To investigate whether the social role of the signaller and conflict severity influenced the acoustic characteristics of screams, we performed a series of linear mixed models fitted by restricted maximum likelihood (REML) with Laplace approximation, normal or lognormal distributions and logit-link function (LMER [51]). We used each acoustic parameter as the response variable (leading to 12 GLMMs) and three fixed effects: social role of signallers (binary: aggressor vs. victim), conflict severity (binary: mild vs. severe) and their interaction. We included caller identity as well as events as random effects to control for repeated measures, thus avoiding pseudo-replication [52]. We then checked for homogeneity of the data and the distribution of residuals using graphical analyses of residuals (using bwplots, density plots, qqplots and binned plots) and checked for influential individuals and outliers, removing them only if necessary (that is, if it helped to reach approximate symmetrical distribution and did not affect our results). Consequently, we removed a total of six outliers and one influential individual (one outlier for the coefficient of frequency modulation, one outlier for the absolute transition offset, one influential individual (Alsi) for the frequency at quartile 50, one outlier for the Shannon entropy, one outlier for the number of screams and two outliers for the percentage of NLP).

STATED TASK 1
According to the scream-analysis methods passage, why were caller identity and events included as random effects in the models?
STATED TASK 2
Pick up the scream-analysis methods passage from where it stops and carry it forward.

ENTRIES SHOWN
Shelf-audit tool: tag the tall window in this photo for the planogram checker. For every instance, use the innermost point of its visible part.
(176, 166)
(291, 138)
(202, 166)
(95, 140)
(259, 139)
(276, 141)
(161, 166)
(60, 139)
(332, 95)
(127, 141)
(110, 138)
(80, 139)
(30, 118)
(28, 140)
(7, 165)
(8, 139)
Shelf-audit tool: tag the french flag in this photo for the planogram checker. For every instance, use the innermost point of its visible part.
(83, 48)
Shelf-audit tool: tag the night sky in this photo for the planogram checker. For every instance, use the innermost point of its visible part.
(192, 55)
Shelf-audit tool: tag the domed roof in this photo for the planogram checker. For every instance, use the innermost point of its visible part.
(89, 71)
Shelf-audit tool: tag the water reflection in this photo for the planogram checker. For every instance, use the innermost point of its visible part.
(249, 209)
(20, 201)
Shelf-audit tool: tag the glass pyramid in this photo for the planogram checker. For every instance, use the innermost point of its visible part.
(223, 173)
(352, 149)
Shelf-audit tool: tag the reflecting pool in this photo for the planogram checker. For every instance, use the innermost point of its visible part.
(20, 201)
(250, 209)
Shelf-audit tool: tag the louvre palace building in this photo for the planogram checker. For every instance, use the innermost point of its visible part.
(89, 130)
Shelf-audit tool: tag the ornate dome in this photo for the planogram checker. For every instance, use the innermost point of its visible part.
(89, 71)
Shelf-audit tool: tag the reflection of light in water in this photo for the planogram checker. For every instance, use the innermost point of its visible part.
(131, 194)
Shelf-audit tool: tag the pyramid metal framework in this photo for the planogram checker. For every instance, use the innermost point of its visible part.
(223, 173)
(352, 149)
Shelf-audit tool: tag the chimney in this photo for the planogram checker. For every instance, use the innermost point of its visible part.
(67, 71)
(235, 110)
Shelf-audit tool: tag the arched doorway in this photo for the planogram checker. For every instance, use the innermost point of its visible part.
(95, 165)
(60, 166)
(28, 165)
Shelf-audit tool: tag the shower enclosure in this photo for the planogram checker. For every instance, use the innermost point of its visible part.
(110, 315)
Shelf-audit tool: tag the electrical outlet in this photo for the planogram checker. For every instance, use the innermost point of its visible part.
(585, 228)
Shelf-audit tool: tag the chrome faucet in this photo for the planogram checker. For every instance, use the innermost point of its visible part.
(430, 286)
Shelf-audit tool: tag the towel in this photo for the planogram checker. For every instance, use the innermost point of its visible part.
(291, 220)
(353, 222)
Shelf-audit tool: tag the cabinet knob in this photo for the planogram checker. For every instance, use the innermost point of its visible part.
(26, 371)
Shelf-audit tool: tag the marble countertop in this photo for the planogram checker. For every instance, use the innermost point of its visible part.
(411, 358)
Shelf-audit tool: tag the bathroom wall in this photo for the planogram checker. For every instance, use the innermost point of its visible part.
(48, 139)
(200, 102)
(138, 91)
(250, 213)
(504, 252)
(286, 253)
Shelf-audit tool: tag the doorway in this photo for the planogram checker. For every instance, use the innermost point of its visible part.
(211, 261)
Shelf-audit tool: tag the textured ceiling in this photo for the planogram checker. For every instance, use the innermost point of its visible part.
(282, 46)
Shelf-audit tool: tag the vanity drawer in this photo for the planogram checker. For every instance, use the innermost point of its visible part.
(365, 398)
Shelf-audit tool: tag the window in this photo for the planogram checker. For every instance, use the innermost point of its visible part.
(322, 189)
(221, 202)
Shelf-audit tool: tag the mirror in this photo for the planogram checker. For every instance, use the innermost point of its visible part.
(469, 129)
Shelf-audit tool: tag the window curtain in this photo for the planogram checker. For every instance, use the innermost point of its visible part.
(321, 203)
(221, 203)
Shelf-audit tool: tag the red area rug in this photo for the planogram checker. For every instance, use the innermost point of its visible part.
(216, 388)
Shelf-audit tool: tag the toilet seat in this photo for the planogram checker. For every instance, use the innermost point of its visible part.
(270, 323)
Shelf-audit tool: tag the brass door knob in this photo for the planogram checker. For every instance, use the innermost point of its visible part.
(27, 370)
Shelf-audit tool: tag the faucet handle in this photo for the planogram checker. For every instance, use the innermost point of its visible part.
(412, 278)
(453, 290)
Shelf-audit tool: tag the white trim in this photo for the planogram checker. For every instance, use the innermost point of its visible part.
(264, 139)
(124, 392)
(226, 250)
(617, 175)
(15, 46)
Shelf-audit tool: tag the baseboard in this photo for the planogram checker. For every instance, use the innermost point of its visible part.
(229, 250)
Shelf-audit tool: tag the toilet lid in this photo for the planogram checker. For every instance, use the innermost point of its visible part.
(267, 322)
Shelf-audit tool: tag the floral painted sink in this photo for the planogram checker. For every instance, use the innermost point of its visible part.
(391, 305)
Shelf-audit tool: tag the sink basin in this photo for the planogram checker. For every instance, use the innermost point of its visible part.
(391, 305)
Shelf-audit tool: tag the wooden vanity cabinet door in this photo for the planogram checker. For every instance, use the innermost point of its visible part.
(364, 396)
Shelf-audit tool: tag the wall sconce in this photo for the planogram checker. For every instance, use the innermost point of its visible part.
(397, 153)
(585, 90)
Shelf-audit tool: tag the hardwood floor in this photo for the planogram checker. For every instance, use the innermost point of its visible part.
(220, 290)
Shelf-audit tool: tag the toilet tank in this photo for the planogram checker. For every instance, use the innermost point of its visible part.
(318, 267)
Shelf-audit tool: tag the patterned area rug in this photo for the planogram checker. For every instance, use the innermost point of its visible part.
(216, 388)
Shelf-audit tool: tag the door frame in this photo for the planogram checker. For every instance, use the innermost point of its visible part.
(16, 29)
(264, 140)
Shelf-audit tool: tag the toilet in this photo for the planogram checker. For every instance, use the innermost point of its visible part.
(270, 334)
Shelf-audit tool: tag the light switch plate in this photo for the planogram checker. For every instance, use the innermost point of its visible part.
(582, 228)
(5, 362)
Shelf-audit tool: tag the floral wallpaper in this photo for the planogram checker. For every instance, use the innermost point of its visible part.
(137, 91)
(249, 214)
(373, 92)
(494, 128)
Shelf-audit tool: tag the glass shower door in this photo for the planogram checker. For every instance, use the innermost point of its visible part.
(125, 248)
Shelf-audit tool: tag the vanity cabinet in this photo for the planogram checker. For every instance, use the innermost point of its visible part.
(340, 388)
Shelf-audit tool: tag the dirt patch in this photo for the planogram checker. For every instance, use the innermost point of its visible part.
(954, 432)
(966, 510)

OUTPUT 1
They were included to control for repeated measures and so avoid pseudo-replication.

OUTPUT 2
As one suggested function of agonistic screams is to recruit support, we used a generalized linear mixed model [53] fitted with a binomial structure and logit-link function to examine the influence of the social role of signallers and conflict severity on the occurrence of support during conflicts. We used the occurrence of support as the response variable, that is, whether a third-party individual intervened on behalf to one of the interacting monkeys (binary: yes vs. no). We tested three predictor variables: social role of signallers (aggressor vs. victim), conflict severity (mild vs. severe) and their interaction. To control for repeated measurements, we included caller identity and context of production (using four levels: natural observations with and without feeding individuals and experiments involving and not involving valuable food items) as random intercepts. After checking for collinearity between variables using correlation matrices (all <0.80), we looked at the normality of residuals and the presence of outliers using graphical analyses of residuals (using half-normal plots and binnedplots).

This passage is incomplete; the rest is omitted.